Bilkis Bano Case | Supreme Court Reserves Judgment on Pleas Challenging Premature Release of 11 Convicts; Asks Centre, Gujarat To Produce Records
The Supreme Court on Thursday reserved its verdict on a clutch of pleas against the decision of the Gujarat government to grant remission to 11 convicts sentenced to life imprisonment for multiple murders and gang rapes, including that of Bilkis Bano, during the 2002 communal riots in Gujarat. Last year, on Independence Day, the life convicts were allowed to walk free, sparking...
The Supreme Court on Thursday reserved its verdict on a clutch of pleas against the decision of the Gujarat government to grant remission to 11 convicts sentenced to life imprisonment for multiple murders and gang rapes, including that of Bilkis Bano, during the 2002 communal riots in Gujarat. Last year, on Independence Day, the life convicts were allowed to walk free, sparking widespread controversy.
After an 11-day-long hearing that began in August, a bench of Justices BV Nagarathna and Ujjal Bhuyan reserved its judgment today. Besides this, the court directed the Gujarat and union governments to submit original records available with them. It pronounced -
"We have heard learned senior counsel and learned counsel for petitioners insofar as reply arguments are concerned. We have asked learned counsel for the State of Gujarat to submit the original records. It is submitted that original records are in Gujarati. Therefore, English translations would also be furnished along with original records by Monday. The Union of India is also to submit original records on Monday. Judgment reserved."
Advocate Shobha Gupta appeared for Bilkis, the rape survivor, while Senior Advocates Indira Jaising, and advocates Vrinda Grover, Aparna Bhat, Nizamuddin Pasha, and Pratik R Bombarde represented various public interest litigants. Additional Solicitor-General SV Raju appeared for both the State of Gujarat and the Union of India. The now-released convicts were represented by Senior advocates Sidharth Luthra, Rishi Malhotra, S Guru Krishnakumar, Advocate Sonia Mathur, and others.
What did Bilkis Bano and other petitioners say about premature release of the 11 convicts?
Bano’s lawyer, Advocate Shobha Gupta argued that the punishment imposed on Bilkis’ rapists ought to be proportional to the nature and seriousness of the crime they were had committed – which included 14 murders and three gang-rapes. Highlighting the brutality of the crimes and the religious hatred motivating it, Gupta asked the Supreme Court bench if the convicts deserved the leniency they have been accorded:
“…Bilkis saw her first child’s head being smashed on a stone. She kept pleading to the attackers because she was from the same locality as them. That is why she could name them. She knew them because they were from the locality. But they showed her or her family no mercy…Are these people – the perpetrators who have been found guilty of committing these crimes – deserving of the leniency shown to them?”
Besides this, Gupta contended that the government did not consider the societal impact of prematurely releasing Bilkis Bano’s rapists, nor did it consider a host of other relevant factors that they were required to under the law. Flagging the 'leniency' the Gujarat government demonstrated towards the convicts, yesterday while delivering a rejoinder, Gupta said, "This barbaric crime has left an indelible mark on Bilkis. Therefore, this is not a case where the convicts deserve mercy. The convicts should be sent back. I'm beseeching this court with folded hands to send them back where they have come from."

Provided records:

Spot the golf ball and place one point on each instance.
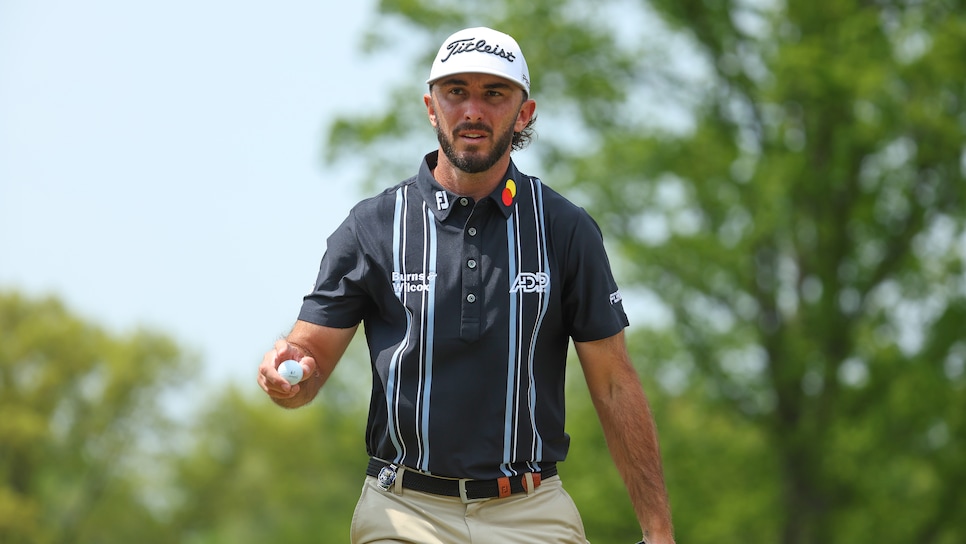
(291, 371)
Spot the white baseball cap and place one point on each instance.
(481, 50)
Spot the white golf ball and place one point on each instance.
(291, 371)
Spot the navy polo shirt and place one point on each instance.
(468, 309)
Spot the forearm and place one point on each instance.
(631, 436)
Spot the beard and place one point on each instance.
(474, 162)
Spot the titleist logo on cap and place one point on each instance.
(468, 45)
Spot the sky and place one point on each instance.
(161, 162)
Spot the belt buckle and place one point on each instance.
(387, 477)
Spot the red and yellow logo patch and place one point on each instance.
(509, 192)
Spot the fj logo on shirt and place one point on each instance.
(442, 200)
(531, 282)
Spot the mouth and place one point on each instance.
(473, 134)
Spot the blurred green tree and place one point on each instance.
(782, 187)
(82, 418)
(253, 472)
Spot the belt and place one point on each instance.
(466, 489)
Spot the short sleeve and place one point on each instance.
(593, 309)
(340, 297)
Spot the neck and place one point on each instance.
(476, 186)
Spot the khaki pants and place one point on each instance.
(546, 516)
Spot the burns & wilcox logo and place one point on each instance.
(412, 283)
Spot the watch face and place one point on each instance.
(386, 477)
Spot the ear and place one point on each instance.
(527, 109)
(430, 109)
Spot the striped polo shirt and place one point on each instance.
(468, 308)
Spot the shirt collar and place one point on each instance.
(442, 202)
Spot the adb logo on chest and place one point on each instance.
(531, 282)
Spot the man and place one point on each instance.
(471, 279)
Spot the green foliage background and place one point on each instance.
(782, 191)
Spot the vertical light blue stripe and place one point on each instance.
(392, 389)
(537, 190)
(430, 334)
(512, 272)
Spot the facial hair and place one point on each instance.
(471, 162)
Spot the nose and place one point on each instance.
(473, 111)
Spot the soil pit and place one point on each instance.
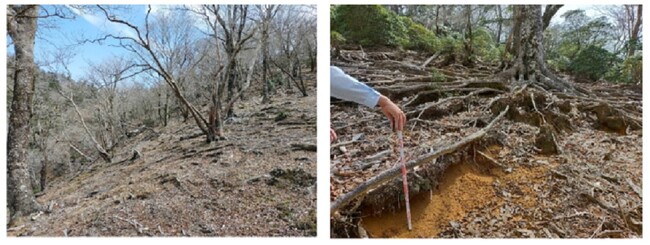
(464, 187)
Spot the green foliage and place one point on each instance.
(149, 122)
(419, 37)
(369, 25)
(592, 62)
(336, 39)
(628, 71)
(452, 45)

Task 1:
From the Bilkis Bano article:
(a) How many days did the hearing that began in August last?
(b) Who appeared for both the State of Gujarat and the Union of India?
(c) On what day were the English translations to be furnished along with the original records?
Task 2: In the listing, begin at the line that has "Spot the belt and" and continue through the end of the listing. Write those lines out again with "instance" replaced by "occurrence", keep everything else unchanged, and leave out the pictures.

Task result 1:
(a) 11 days
(b) Additional Solicitor-General SV Raju
(c) Monday

Task result 2:
Spot the belt and place one point on each occurrence.
(466, 489)
Spot the short sleeve and place one point on each occurrence.
(593, 309)
(340, 297)
Spot the neck and place one point on each occurrence.
(476, 186)
Spot the khaki pants and place one point on each occurrence.
(546, 516)
Spot the burns & wilcox logo and place one point on each occurrence.
(412, 283)
Spot the watch face and place one point on each occurrence.
(386, 477)
Spot the ear and place one point on each occurrence.
(527, 109)
(430, 109)
Spot the striped polo shirt and place one point on each occurrence.
(468, 308)
Spot the shirt collar and place one point on each occurrence.
(442, 202)
Spot the adb logo on chest and place one point on each occurrence.
(531, 282)
Spot the man and place one point on each occurrence.
(471, 279)
Spot the green foliage background and place one point on each occurrence.
(782, 191)
Spot the vertical light blue stripe and place one point on each occurrence.
(392, 389)
(537, 190)
(430, 334)
(512, 272)
Spot the facial hair and place one point on each occurrence.
(471, 162)
Spot the nose and place one point on each occurrence.
(473, 111)
Spot the soil pit and place one point on each occurrence.
(464, 187)
Spot the green foliage and place one point on each occurrence.
(149, 122)
(419, 37)
(369, 25)
(592, 62)
(336, 39)
(628, 71)
(452, 45)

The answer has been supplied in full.